[Selected extract]
>> begin
# Schwinn 26" straight bar 54/56



## chriscokid (Feb 23, 2010)

I have a 1950's   26" Schwinn Straight Bar frame with the no. L 45893 and i want to put it back on the road. I searched the web and came up with these dates 
1954.... 06/23 to 06/28 Serial numbers start at L41765 through L55181..........and for the year 1956   08/04 to 08/08 Serial numbers start at-----L40552 through L64617. how can i pinpoint the exact year and most importantly what bike it was .... The numbers are located on the left rear dropout axle mount.. when i got the bike i supposed the springer fork and stem was original..  the springer fork has AS bolts only on the crown where the spring is at and i am guessing it's a panther. Could my springer fork be a middle weight fork?? and was added later on?? I noticed on 50's balloon panther bikes the springer fork has a bracket that wraps around the forks and you pass the bolt through the bracket to connect the forks together..... mine the bolt runs straight through the forks just like i saw on a middle weight phantom what do you think?? 1956 hornets were a cantilever frame so that X my bike as a 56 hornet

My concern are I don't want to buy parts for a Panther when I have a Hornet or even a Wasp and they are not the right parts for the frame. For instance I have been reading and seeing pictures on the internet, that bikes like my style had skiptooth sprocket and some did not, so before I can buy hubs , rims , chain even a sprocket I need to know.. same with the AS bolts I don't want to start buying bolts when my front end needs forks and truss rods.. I am trying to research but it's slow..

how can i tell if this frame is a balloon or a middle weight?? my 26" 2.125 tires fitted the fork with fenders no problem?? 
got knowledge of the springer forks for middle weight and ballooners and bicycle frame sizes??


----------



## rustyspoke66 (Feb 23, 2010)
>> end
[Problems to solve]
1) Find each line in the entries below that contains the string "cloudy", and copy those lines out. Match case exactly.
2) Write the next part of the forum thread above about the Schwinn straight bar frame, picking up right after its last line.

[Records for the exercise]
>> begin
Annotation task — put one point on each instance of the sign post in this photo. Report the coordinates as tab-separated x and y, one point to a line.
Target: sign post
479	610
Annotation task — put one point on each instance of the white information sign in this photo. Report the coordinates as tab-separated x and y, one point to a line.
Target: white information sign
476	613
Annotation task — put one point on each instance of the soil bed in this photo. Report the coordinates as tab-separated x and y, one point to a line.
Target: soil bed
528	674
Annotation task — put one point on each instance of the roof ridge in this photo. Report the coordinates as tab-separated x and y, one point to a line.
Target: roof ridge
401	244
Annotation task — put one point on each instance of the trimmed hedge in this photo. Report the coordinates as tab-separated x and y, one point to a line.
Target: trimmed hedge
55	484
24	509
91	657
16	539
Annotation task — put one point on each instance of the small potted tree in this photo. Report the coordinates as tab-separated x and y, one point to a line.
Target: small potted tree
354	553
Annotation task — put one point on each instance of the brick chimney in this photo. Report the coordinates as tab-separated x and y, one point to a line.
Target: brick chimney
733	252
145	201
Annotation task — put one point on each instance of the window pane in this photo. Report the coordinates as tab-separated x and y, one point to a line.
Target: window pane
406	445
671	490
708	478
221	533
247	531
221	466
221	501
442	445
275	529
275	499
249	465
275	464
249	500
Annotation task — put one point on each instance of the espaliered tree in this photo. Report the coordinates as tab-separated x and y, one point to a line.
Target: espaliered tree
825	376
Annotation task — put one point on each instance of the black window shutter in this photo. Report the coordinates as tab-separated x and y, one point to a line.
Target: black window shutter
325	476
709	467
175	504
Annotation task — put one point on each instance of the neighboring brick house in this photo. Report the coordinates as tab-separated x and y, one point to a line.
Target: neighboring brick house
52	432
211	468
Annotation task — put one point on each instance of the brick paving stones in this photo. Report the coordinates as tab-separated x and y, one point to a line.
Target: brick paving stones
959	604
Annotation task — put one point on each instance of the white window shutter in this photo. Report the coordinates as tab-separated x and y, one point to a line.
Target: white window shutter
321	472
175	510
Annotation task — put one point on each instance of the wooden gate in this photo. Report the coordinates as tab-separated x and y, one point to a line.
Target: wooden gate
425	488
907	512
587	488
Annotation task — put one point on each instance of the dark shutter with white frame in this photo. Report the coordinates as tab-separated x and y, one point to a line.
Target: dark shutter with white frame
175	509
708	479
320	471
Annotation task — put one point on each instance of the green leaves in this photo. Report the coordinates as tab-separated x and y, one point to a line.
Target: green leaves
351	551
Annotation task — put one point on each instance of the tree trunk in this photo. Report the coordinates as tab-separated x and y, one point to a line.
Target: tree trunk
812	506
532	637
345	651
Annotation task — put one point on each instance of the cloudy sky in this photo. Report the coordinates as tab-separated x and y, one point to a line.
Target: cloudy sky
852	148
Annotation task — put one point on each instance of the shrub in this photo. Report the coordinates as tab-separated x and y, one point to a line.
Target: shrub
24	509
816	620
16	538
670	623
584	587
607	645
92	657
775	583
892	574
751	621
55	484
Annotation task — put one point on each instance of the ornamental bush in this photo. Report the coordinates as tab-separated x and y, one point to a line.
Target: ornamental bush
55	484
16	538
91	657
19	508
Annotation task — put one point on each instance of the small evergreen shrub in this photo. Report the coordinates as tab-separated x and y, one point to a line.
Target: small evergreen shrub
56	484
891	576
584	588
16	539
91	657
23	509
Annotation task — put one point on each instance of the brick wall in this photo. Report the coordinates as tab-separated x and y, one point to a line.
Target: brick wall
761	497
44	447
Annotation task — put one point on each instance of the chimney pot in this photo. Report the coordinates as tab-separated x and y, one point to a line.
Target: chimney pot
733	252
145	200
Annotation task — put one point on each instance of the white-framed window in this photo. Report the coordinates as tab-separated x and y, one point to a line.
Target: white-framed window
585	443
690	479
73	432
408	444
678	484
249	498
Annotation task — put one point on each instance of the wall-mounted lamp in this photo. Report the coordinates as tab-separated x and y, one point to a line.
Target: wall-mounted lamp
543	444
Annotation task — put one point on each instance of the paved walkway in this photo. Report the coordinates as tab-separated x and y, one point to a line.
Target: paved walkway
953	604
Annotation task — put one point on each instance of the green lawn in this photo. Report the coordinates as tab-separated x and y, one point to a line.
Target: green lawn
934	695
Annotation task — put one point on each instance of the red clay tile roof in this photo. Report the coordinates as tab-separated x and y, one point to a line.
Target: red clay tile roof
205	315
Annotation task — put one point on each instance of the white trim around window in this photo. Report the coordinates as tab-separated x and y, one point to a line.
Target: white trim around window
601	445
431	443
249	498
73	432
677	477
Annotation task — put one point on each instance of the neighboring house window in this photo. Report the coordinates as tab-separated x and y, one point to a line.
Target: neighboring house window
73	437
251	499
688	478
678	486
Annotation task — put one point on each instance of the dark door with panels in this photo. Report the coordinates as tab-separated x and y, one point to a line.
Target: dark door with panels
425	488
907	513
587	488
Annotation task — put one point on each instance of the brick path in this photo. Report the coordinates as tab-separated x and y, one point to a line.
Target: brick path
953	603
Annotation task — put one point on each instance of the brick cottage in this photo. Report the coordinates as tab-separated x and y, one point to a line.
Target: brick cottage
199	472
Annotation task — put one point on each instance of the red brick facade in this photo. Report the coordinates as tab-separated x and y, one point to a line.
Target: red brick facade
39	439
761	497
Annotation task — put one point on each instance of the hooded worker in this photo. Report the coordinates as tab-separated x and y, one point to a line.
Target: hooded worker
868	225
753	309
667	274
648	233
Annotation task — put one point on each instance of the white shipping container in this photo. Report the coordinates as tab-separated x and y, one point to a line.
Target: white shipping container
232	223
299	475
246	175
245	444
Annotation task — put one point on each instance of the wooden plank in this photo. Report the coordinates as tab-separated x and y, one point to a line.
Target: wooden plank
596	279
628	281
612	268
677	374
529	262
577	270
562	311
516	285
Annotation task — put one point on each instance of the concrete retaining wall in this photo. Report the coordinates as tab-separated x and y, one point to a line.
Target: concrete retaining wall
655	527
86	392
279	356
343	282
>> end
[Responses for each task]
1)
Annotation task — put one point on each instance of the cloudy sky in this photo. Report the coordinates as tab-separated x and y, one point to a line.
Target: cloudy sky

2)
From what I can tell your bike was made between June 23rd to 28th 1954.


----------



## rustyspoke66 (Feb 23, 2010)

P.S. your bike could be one of many different models like a Hornet or Panther. If the frame and fork is all you have I would pick wich ever bike you like best, build it and ride it.


----------



## PCHiggin (Feb 24, 2010)

Your bike is a ballooner. All middleweights used cantilever frames.

Pat


----------



## PCHiggin (Feb 24, 2010)

I can't edit my posts. I meant to write that all m/w's of that era used the cantilever frame.Schwinn used a different style in mid/late '61 and '62 on a few entry level models.

Pat


----------



## Strings-n-Spokes (Feb 24, 2010)

Is this pretty close?

http://cgi.ebay.com/Schwinn-Mens-St...emQQptZLH_DefaultDomain_0?hash=item4a9eacf6d6


----------



## chriscokid (Feb 24, 2010)

okay Cool

 what about the springer fork... mine the bolt runs straight through the forks just like i saw on a middle weight phantom  and others have a bracket that wraps around the forks and you pass the bolt through the bracket to connect the forks together..


----------



## Strings-n-Spokes (Feb 24, 2010)

I'm not %100 sure, but I don't think that type of knee action springer  shows up on middleweight bikes.  Also '54 seems early for a middleweight bike. It looks kinda like the original paint on the frame matches the fork.  But I am not a Schwinn expert by any means.


----------



## PCHiggin (Feb 24, 2010)

*No middleweight Phantom*

They never made such a thing back then. Your style fork was the standard springer beginning sometime in '54 when they dropped the locking unit.

Pat


----------



## chriscokid (Feb 24, 2010)

alright thanks strings-and spokes , pchiggin and rustyspoke66  for the information and input guys i was just skeptical about a few things   i guess i'll call it a 1954 panther what do you all think?? underneath all that orange & black there is some red so that gives me some indication of what color the bike was.

today i'm going to strip off some of that paint and see what i can find

ps.. i'm going to keep adding pictures of this build to my profile 

thanks again guys yall were some real help


----------



## militarymonark (Feb 24, 2010)

PCHiggin said:


> Your bike is a ballooner. All middleweights used cantilever frames.
> 
> Pat




not true there is a straight bar middleweight its called a tornado but instead of one bar that is straight its two bars. Not sure if you consider it cantilever but it is straight


----------



## Strings-n-Spokes (Feb 24, 2010)

But that was one year only I thought


----------



## Adamtinkerer (Feb 24, 2010)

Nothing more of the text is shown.